| INSTRUCTION 1 |
According to the newsletter, on what day and at what time is the Mochi quarterly meeting?

| GIVEN TEXT |
──────────────────────────────

Quarterly Newsletter, July 2022

In lieu of our usual software update this quarter, we would instead like to invite the community to join us for the July 28 quarterly meeting to discuss ideas for how to improve the process of bootstrapping, testing, and validating Mochi software environments. This process is more ad-hoc than we would like for it to be right now; anything we can do to formalize and streamline would be a big help in the long run.

If you have any suggestions or comments to share (on this topic or anything else Mochi-related) please connect to the following meeting on Thursday, July 28, at 10:00am CT:

Mochi Quarterly meeting

Click here to join the meeting

Or call in (audio only)

+1 630-556-7958,,254649841#  United States, Big Rock

Phone Conference ID: 254 649 841#

Find a local number | Reset PIN

Learn More | Meeting options

Please join our mailing list (see link on the right side of this web site) if you would like to suggest agenda items in advance.

Building Custom Data Services with Mochi BoF, 2022

Team Mochi, along with special guests Philip Davis of the University of Utah and Chris Kelly of Brookhaven National Laboratory, hosted a BoF session entitled “Building Custom Data Services with Mochi” at the 2022 ECP Community BoF Days. Thank you everyone for participating! The slides are now available online on the Mochi Tutorials page.

UPDATE: a full video event is also now available from the tutorials link provided above.

Quarterly Newsletter, April 2022

New tools

  • Mochi-json-vis
    • https://github.com/mochi-hpc/mochi-json-vis
    • A command-line tool that can be used to generate a visual representation of a Mochi Bedrock configuration.

──────────────────────────────

| ENTRIES SHOWN |
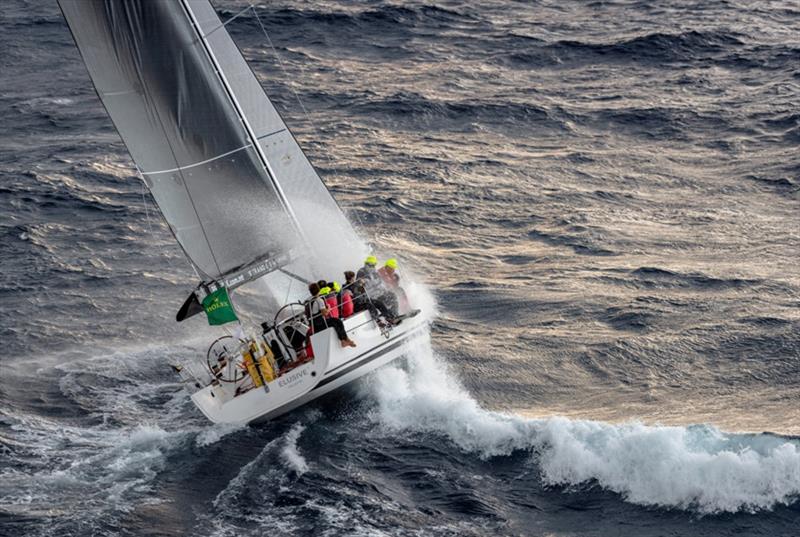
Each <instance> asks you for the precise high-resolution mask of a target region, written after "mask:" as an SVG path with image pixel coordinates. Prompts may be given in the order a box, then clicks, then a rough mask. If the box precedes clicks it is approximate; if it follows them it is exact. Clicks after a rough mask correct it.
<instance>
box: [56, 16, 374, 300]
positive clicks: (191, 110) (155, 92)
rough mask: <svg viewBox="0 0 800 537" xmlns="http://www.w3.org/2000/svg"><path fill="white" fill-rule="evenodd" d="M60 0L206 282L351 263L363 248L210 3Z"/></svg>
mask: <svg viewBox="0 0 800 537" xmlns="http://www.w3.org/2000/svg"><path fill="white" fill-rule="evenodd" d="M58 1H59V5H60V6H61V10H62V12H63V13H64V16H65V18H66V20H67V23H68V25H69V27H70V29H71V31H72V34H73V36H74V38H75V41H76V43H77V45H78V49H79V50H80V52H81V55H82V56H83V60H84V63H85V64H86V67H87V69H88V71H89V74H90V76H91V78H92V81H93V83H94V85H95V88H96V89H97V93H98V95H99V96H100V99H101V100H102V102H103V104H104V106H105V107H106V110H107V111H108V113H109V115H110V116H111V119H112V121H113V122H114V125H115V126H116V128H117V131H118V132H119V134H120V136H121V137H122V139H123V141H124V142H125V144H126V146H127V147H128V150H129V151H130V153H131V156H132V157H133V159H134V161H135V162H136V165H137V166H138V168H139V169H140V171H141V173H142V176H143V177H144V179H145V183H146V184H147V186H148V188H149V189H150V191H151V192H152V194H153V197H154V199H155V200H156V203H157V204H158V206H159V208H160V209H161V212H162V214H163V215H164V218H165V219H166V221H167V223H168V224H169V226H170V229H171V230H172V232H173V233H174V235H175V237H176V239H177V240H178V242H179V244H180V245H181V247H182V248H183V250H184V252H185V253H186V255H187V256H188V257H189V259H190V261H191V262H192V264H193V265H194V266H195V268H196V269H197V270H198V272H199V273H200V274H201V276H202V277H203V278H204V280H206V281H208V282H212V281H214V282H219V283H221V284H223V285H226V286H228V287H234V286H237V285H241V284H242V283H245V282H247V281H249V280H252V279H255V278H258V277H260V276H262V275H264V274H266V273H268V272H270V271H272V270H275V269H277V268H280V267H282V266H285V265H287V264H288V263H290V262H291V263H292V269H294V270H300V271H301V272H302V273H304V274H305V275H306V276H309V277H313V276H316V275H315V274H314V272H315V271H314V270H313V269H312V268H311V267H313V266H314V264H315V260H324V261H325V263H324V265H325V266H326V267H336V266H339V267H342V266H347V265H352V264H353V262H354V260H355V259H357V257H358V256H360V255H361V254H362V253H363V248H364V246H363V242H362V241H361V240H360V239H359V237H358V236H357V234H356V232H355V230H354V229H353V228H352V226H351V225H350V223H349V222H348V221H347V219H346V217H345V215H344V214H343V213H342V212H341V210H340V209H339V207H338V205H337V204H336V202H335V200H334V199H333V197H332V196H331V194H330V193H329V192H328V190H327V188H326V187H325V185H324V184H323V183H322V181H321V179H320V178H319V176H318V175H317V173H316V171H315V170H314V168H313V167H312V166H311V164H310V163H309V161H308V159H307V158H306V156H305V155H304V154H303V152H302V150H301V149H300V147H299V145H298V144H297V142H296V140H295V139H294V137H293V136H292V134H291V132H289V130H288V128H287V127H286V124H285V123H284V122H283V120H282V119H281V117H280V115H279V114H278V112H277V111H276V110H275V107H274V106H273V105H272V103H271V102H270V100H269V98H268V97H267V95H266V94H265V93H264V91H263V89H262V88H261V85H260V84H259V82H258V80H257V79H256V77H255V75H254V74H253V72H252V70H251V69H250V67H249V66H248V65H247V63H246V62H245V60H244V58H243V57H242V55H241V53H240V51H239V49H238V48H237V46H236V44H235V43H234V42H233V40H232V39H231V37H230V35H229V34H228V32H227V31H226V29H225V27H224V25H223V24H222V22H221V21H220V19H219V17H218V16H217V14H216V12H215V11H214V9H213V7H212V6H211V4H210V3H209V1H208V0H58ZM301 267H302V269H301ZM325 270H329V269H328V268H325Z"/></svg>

──────────────────────────────

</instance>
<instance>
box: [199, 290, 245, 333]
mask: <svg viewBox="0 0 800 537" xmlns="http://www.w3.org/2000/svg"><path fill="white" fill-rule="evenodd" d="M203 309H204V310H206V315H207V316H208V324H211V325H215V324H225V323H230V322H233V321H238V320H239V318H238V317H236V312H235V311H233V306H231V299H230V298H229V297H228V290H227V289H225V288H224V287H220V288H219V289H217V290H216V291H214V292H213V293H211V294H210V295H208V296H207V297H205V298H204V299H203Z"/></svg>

──────────────────────────────

| INSTRUCTION 2 |
Arrange the part of the rows that opens with the line containing "Each <instance> asks" and closes with the line containing "rough mask: <svg" as a Markdown table with the columns Number and Row line. Leave out blank lines.

| WRITTEN RESPONSE 1 |
Thursday, July 28, at 10:00am CT.

| WRITTEN RESPONSE 2 |
| Number | Row line |
|---|---|
| 1 | Each <instance> asks you for the precise high-resolution mask of a target region, written after "mask:" as an SVG path with image pixel coordinates. Prompts may be given in the order a box, then clicks, then a rough mask. If the box precedes clicks it is approximate; if it follows them it is exact. Clicks after a rough mask correct it. |
| 2 | <instance> |
| 3 | box: [56, 16, 374, 300] |
| 4 | positive clicks: (191, 110) (155, 92) |
| 5 | rough mask: <svg viewBox="0 0 800 537" xmlns="http://www.w3.org/2000/svg"><path fill="white" fill-rule="evenodd" d="M60 0L206 282L351 263L363 248L210 3Z"/></svg> |